# DATA FOR ANALYSIS:
◆ ◆ ◆ ◆ ◆

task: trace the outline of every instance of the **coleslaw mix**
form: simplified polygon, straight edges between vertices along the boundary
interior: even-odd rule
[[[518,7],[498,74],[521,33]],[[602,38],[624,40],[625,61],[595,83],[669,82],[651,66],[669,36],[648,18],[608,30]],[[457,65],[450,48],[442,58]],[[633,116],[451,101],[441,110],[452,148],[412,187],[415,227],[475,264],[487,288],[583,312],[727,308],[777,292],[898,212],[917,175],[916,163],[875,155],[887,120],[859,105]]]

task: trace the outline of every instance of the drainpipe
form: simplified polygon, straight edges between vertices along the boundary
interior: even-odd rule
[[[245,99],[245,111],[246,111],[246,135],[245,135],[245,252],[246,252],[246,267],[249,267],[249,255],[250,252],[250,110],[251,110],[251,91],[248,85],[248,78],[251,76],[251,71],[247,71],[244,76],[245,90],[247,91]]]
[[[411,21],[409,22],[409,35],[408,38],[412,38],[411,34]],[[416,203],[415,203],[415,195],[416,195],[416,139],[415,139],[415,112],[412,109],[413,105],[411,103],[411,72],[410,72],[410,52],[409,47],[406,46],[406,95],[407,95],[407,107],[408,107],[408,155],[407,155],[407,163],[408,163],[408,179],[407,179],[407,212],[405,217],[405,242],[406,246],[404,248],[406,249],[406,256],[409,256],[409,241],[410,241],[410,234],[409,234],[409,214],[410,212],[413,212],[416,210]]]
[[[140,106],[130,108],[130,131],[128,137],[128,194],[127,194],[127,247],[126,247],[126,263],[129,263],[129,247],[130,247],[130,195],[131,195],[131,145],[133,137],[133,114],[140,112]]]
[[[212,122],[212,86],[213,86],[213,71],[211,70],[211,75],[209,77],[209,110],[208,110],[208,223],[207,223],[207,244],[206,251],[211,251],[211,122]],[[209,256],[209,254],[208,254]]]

◆ ◆ ◆ ◆ ◆

# TO DO:
Please copy out the data above exactly.

# TASK RESULT:
task: trace the outline of every instance of the **coleslaw mix**
form: simplified polygon, straight edges between vertices along the boundary
interior: even-odd rule
[[[518,7],[498,74],[521,33]],[[602,38],[624,40],[625,61],[595,83],[669,82],[651,66],[669,36],[648,18],[608,30]],[[457,65],[450,48],[442,58]],[[633,116],[451,101],[441,110],[452,148],[412,187],[415,227],[475,264],[487,288],[583,312],[727,308],[777,292],[898,212],[917,175],[916,163],[875,155],[887,120],[859,105]]]

task: trace the outline of every instance of the drainpipe
form: simplified polygon, straight edges between vertices along the boundary
interior: even-odd rule
[[[245,99],[245,111],[246,111],[246,135],[245,135],[245,252],[246,252],[246,267],[249,267],[249,255],[250,252],[250,110],[251,110],[251,91],[248,85],[248,78],[251,76],[251,71],[247,71],[244,76],[245,90],[247,91]]]
[[[411,21],[409,22],[409,35],[408,38],[412,38],[411,34]],[[416,203],[415,203],[415,195],[416,195],[416,139],[415,139],[415,112],[412,109],[413,105],[411,103],[411,72],[410,72],[410,52],[409,47],[406,46],[406,95],[407,95],[407,107],[408,107],[408,155],[407,155],[407,163],[408,163],[408,179],[407,179],[407,212],[405,217],[405,242],[406,246],[404,248],[406,249],[406,256],[409,256],[409,241],[410,241],[410,234],[409,234],[409,214],[410,212],[413,212],[416,210]]]
[[[140,106],[130,108],[130,131],[128,137],[128,194],[127,194],[127,247],[126,247],[126,263],[129,263],[129,247],[130,247],[130,195],[131,195],[131,145],[133,137],[133,114],[140,112]]]
[[[212,122],[212,86],[213,86],[213,71],[211,70],[211,75],[209,77],[209,110],[208,110],[208,223],[207,223],[207,244],[206,251],[211,251],[211,122]],[[209,256],[209,254],[208,254]]]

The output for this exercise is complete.